文档段落:
┌──

但是,针对个人的需求,只要把篮球场地面的点转到世界坐标就行了,所以想到了在矫正后的图像上算个单应性矩阵,就能方便的把2D坐标转3D。从原理来看应该能把求得的外参转换成单应性矩阵,尚未实际验证。
"梳理一下流程"
"1. 用标点的方法获取到了原图和模板图的对应点坐标"
camera_img, camera_kpts
pattern_img, pattern_kpts
"2. 求内外参和畸变系数"
rms, camera_matrix, dist_coefs, _rvecs, _tvecs = cv2.calibrateCamera(pattern_kpts, camera_kpts, (w, h), None, None)
"3. 畸变矫正, 注意alpha取0, 得到的dst是无需裁剪的矫正图像"

└──

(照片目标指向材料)
┌──

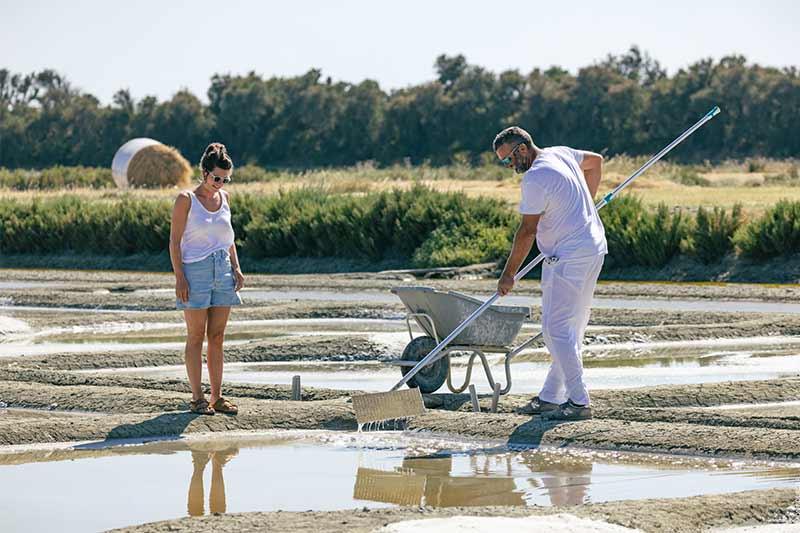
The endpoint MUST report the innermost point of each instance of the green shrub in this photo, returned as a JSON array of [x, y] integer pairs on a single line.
[[463, 245], [395, 223], [712, 234], [776, 232], [637, 236]]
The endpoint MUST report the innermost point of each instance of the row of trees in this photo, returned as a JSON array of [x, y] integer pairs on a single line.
[[624, 104]]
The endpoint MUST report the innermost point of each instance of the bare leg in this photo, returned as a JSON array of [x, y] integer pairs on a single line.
[[195, 332], [215, 330]]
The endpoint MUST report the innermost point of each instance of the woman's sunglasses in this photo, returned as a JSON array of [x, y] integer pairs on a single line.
[[217, 179]]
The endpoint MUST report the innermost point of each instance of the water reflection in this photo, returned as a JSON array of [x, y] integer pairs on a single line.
[[217, 503], [490, 480]]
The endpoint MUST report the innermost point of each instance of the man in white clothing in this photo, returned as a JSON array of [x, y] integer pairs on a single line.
[[557, 208]]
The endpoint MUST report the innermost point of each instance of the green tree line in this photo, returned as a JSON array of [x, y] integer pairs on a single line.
[[623, 104]]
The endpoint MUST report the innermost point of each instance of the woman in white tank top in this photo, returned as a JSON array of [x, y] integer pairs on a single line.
[[207, 274]]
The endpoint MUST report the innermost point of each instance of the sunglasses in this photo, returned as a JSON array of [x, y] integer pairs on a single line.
[[217, 179], [507, 159]]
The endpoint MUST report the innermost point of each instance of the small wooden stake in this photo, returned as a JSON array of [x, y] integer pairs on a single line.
[[296, 396], [495, 397], [474, 397]]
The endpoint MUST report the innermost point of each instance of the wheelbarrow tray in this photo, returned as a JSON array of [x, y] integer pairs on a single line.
[[497, 326]]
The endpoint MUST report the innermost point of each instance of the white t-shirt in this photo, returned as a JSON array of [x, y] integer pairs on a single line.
[[555, 188]]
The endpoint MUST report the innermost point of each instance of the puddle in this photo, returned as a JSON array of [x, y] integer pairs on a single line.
[[126, 336], [299, 471], [671, 304], [611, 368], [7, 306], [10, 325], [15, 349], [30, 284]]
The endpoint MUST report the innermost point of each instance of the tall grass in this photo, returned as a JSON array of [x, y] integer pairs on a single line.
[[637, 236], [776, 232], [711, 238], [56, 178], [419, 227]]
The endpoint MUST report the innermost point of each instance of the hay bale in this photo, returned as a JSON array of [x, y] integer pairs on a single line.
[[148, 163]]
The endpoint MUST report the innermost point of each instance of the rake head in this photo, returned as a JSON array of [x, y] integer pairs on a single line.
[[382, 406]]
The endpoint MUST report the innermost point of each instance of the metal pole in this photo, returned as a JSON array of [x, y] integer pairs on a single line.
[[602, 203]]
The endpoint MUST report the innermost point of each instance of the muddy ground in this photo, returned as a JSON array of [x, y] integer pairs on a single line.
[[685, 419]]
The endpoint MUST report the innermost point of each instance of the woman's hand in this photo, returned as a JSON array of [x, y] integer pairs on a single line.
[[239, 277], [181, 288]]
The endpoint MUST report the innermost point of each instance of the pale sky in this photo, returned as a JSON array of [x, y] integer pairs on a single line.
[[158, 47]]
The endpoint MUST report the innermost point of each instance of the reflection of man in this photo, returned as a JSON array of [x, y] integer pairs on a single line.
[[558, 211], [216, 497], [566, 481]]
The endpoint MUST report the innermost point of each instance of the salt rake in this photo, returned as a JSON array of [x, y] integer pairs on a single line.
[[397, 404]]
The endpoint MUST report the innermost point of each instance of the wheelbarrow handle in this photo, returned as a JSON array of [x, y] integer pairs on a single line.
[[471, 318], [602, 203]]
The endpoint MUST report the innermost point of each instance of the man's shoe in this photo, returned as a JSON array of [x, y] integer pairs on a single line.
[[537, 407], [569, 411]]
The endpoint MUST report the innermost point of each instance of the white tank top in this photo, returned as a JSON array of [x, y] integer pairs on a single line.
[[206, 231]]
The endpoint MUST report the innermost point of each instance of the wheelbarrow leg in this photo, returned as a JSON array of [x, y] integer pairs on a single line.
[[467, 379]]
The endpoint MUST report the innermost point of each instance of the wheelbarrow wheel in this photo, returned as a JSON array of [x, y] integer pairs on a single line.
[[430, 377]]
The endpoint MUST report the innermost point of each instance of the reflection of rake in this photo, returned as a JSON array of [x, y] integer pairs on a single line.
[[402, 404], [399, 488]]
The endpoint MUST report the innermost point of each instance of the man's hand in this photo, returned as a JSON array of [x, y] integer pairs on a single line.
[[181, 288], [505, 284]]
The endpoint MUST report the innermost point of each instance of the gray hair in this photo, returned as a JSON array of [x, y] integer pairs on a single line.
[[512, 135]]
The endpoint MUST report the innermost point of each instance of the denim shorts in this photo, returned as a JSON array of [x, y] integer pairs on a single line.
[[211, 282]]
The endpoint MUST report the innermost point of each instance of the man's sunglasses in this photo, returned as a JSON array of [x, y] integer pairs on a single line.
[[507, 159], [217, 179]]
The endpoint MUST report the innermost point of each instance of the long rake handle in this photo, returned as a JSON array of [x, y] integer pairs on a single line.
[[601, 204]]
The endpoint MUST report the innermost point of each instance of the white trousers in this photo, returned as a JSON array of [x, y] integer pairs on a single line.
[[567, 290]]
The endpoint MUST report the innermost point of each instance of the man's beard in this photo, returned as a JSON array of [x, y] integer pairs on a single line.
[[522, 165]]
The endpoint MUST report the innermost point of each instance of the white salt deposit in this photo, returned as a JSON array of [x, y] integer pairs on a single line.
[[559, 523]]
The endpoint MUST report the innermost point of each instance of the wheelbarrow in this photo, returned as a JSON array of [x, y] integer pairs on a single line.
[[439, 313]]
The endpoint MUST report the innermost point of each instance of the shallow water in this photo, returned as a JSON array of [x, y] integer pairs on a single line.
[[671, 304], [605, 367], [296, 471]]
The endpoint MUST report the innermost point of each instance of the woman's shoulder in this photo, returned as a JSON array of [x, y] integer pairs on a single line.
[[184, 198]]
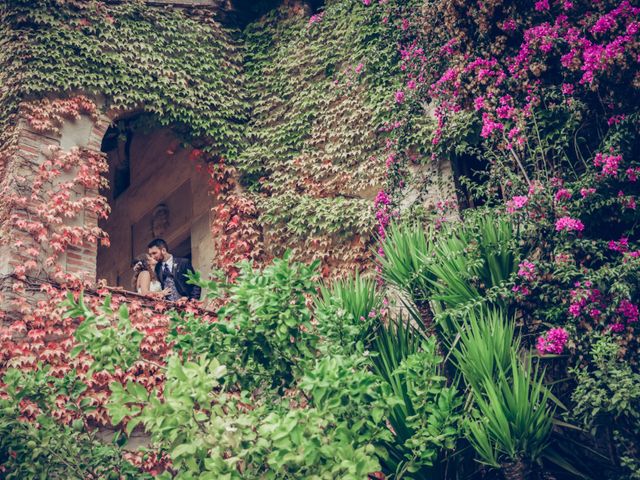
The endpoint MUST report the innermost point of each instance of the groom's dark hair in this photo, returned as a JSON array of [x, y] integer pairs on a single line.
[[158, 242]]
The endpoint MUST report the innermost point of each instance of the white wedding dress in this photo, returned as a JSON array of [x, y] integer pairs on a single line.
[[154, 287]]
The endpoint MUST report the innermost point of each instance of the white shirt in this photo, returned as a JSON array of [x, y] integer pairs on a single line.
[[168, 263]]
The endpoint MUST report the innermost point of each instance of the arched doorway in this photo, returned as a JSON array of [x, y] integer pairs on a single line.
[[156, 190]]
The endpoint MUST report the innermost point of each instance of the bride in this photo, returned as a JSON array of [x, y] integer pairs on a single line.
[[144, 277]]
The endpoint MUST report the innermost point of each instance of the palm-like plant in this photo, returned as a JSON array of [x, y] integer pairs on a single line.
[[484, 346], [407, 250], [355, 302], [513, 419]]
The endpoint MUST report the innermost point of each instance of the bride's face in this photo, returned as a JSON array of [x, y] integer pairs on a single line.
[[152, 262]]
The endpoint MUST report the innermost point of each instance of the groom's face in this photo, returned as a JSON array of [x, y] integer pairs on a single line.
[[158, 254]]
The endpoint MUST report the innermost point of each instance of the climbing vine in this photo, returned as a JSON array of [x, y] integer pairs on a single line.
[[321, 94], [182, 67]]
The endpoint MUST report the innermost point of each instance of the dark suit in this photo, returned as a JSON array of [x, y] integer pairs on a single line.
[[180, 268]]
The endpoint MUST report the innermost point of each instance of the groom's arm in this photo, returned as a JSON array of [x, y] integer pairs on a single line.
[[195, 289]]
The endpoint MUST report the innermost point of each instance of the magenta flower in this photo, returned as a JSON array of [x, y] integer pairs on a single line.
[[527, 270], [628, 310], [382, 198], [616, 327], [620, 246], [569, 224], [609, 163], [489, 126], [563, 194], [516, 203], [553, 341], [567, 89]]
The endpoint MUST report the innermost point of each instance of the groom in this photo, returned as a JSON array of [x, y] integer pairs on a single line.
[[172, 271]]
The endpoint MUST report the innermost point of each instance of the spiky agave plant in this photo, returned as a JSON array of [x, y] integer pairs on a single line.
[[407, 249], [484, 345], [347, 309], [512, 421]]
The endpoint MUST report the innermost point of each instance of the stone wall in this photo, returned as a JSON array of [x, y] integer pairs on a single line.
[[168, 197]]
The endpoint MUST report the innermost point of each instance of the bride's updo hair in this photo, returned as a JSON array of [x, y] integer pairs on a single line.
[[140, 264]]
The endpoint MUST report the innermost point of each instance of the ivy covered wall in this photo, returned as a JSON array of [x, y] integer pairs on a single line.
[[321, 94], [295, 112], [179, 65]]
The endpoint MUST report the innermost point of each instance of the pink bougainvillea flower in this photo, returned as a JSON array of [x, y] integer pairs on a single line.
[[628, 310], [553, 341], [569, 224], [609, 163], [620, 246], [516, 203], [527, 270], [562, 194]]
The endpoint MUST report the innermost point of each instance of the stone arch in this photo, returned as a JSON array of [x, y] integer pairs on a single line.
[[166, 195]]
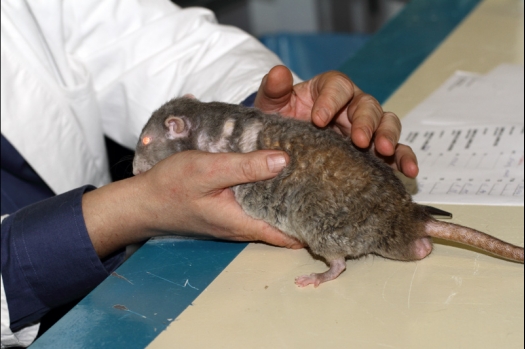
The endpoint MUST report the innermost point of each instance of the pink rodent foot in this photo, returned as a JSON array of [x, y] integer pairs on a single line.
[[336, 267]]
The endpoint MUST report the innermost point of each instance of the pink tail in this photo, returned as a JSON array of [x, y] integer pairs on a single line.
[[472, 237]]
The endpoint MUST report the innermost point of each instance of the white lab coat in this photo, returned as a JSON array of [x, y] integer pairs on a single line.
[[73, 71]]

└──

任务:
[1] 摘抄关于相机标定的那段文字，从“camera_img, camera_kpts”开始，一直到“h), None, None)”为止，包括这两处在内。
[2] 续写关于相机标定的那段文字，从它最后一句之后接着写下去。

书面回答:
[1]
camera_img, camera_kpts
pattern_img, pattern_kpts
"2. 求内外参和畸变系数"
rms, camera_matrix, dist_coefs, _rvecs, _tvecs = cv2.calibrateCamera(pattern_kpts, camera_kpts, (w, h), None, None)

[2]
newcameramtx, roi = cv2.getOptimalNewCameraMatrix(camera_matrix, dist_coefs, (w, h), 0, (w, h))
dst = cv2.undistort(self.camera_img, camera_matrix, dist_coefs, None, newcameramtx)
"4. 世界坐标点转换到矫正图像上, 如下左图"
kpts_map, _ = cv2.projectPoints(pattern_pts, _rvecs, _tvecs, newcameramtx, None)
kpts_map = kpts_map.reshape(-1, 2)
"5. 求解矫正图像到模板图像的单应性矩阵"
hom, status = cv2.findHomography(kpts_map, pattern_pts, cv2.RANSAC, 5)
"6. 矫正图像的点利用单应性变换转到模板图上, 如下中图, kpts_hom_tran在2.3节的common.py源码中"
dst_kpts = np.concatenate((kpts_map, np.ones((len(kpts_map), 1))), axis=1).astype(np.float32)
dst2pattern_kpts = kpts_hom_tran(dst_kpts, hom)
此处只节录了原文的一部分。